>> Start

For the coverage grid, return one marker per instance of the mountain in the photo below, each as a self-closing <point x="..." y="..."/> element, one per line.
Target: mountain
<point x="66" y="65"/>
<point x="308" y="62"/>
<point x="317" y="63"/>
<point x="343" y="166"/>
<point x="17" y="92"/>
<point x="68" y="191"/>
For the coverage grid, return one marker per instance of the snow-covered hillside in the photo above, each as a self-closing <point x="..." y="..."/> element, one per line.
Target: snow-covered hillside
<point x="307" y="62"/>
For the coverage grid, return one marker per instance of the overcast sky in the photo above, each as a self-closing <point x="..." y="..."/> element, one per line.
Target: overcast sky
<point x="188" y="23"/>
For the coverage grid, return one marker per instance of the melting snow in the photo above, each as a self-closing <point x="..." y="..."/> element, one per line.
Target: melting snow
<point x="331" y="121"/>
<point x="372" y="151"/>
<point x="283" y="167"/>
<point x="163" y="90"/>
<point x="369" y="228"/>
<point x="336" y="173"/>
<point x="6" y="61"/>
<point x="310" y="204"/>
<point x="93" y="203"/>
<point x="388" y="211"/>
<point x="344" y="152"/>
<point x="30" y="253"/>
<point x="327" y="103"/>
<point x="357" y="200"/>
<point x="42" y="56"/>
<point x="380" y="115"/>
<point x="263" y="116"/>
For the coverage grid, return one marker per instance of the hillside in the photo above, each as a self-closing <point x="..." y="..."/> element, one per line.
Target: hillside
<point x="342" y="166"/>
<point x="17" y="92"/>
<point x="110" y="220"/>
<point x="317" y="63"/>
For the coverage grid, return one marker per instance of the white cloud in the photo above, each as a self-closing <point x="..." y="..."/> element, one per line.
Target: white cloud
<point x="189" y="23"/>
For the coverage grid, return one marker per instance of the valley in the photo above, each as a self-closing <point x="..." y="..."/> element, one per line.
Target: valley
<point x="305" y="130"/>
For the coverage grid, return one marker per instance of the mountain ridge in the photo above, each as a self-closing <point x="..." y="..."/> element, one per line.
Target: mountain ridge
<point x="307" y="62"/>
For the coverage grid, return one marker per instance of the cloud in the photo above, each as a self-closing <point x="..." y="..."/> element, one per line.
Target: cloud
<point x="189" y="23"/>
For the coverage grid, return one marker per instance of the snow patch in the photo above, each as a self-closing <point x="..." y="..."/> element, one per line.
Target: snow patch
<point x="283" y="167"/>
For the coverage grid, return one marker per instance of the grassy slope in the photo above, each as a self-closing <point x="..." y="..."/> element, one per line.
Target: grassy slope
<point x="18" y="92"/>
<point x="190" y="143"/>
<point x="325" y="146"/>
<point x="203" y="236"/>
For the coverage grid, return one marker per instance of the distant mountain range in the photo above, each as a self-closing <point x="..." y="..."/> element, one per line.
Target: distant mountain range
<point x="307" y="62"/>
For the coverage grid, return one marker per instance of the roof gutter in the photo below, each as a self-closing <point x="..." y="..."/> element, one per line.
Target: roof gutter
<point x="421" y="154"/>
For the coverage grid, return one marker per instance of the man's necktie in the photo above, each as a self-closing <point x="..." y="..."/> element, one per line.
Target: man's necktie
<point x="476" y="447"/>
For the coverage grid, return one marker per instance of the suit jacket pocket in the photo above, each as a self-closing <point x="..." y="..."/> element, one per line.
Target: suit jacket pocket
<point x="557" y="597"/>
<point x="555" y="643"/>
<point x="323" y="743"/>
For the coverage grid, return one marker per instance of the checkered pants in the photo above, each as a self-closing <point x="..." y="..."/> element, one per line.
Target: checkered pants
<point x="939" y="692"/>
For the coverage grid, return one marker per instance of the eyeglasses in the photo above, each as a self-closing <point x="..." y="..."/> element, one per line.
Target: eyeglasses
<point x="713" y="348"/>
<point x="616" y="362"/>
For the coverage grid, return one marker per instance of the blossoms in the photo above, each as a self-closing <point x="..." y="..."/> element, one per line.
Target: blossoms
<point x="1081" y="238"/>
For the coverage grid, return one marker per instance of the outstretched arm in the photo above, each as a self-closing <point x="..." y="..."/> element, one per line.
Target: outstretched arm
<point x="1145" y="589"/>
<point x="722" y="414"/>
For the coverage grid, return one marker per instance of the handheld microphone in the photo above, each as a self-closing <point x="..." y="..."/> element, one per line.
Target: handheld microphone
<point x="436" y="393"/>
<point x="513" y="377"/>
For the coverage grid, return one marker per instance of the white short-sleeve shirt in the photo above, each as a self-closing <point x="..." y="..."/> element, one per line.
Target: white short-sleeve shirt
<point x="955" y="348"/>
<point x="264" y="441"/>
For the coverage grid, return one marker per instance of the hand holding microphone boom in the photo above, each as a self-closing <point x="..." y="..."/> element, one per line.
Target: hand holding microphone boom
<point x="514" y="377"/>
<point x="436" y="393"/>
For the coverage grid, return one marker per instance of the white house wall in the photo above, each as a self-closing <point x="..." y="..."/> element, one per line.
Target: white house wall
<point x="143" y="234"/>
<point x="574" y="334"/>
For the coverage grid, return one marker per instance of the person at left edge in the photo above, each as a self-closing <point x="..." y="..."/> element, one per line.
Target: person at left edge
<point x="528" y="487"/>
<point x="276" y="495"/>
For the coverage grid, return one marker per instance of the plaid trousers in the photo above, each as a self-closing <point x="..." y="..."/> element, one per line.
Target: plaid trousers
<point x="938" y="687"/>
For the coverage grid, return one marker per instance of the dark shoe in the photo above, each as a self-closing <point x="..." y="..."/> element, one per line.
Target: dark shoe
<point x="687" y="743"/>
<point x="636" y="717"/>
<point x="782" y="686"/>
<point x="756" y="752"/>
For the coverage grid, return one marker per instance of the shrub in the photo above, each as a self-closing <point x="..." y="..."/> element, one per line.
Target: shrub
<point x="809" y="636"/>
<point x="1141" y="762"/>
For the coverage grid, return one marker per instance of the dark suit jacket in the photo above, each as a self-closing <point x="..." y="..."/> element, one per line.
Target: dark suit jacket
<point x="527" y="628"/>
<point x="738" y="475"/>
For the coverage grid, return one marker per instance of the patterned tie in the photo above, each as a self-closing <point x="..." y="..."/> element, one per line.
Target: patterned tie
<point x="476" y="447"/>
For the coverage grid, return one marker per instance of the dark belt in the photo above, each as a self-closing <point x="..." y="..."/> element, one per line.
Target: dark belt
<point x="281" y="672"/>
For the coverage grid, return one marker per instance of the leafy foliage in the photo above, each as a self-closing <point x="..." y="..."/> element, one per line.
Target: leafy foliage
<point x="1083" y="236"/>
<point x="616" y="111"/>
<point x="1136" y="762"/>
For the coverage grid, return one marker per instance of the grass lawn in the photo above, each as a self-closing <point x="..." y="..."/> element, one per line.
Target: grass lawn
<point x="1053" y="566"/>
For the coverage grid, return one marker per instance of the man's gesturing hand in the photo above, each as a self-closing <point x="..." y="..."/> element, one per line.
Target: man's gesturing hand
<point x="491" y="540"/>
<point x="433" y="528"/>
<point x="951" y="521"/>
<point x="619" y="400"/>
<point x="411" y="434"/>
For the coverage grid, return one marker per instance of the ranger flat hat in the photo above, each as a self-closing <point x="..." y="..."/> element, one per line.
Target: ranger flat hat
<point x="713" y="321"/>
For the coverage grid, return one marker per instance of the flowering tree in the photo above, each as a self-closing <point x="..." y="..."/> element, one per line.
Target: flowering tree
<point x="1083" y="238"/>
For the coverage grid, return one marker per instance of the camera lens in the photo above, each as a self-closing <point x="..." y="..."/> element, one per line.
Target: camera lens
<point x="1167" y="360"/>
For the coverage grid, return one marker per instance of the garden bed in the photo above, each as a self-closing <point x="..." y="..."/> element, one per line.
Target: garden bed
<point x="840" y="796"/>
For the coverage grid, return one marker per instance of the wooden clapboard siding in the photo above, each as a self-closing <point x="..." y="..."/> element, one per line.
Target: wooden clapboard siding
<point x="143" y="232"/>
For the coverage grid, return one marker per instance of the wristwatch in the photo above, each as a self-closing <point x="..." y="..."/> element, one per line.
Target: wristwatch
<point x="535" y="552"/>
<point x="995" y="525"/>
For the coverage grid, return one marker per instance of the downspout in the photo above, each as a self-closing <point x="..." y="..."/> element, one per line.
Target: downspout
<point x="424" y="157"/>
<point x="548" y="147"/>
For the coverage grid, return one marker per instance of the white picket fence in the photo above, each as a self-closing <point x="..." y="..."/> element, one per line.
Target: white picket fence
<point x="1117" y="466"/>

>> End

> [SHORT EXERCISE] Retype nothing except the lines from the line holding "of the garden" through the last line of the entries, both included.

> [WRITTEN REPLY]
For the coverage grid, return one marker per instance of the garden bed in the photo above, each as a self-closing <point x="..." y="..."/> element, one per line.
Target: garden bed
<point x="840" y="796"/>
For the coverage grid, return one marker per instance of the wooden clapboard siding in the photo above, each as a self-closing <point x="..." y="..."/> element, one per line.
Target: wooden clapboard siding
<point x="143" y="232"/>
For the coverage grid, return one marker per instance of the wristwatch in the photo above, each as a self-closing <point x="..." y="..."/> element, one per line.
Target: wristwatch
<point x="535" y="552"/>
<point x="995" y="525"/>
For the coverage grid, return one marker per instance of the downspout in the photo above, each as a self-closing <point x="..." y="..."/> element, one per line.
Target: downspout
<point x="424" y="157"/>
<point x="548" y="147"/>
For the coverage grid, return one marker per instance of the white picket fence in the photo above, each as a self-closing <point x="..." y="..."/> element, one per line.
Target: white picket fence
<point x="1117" y="466"/>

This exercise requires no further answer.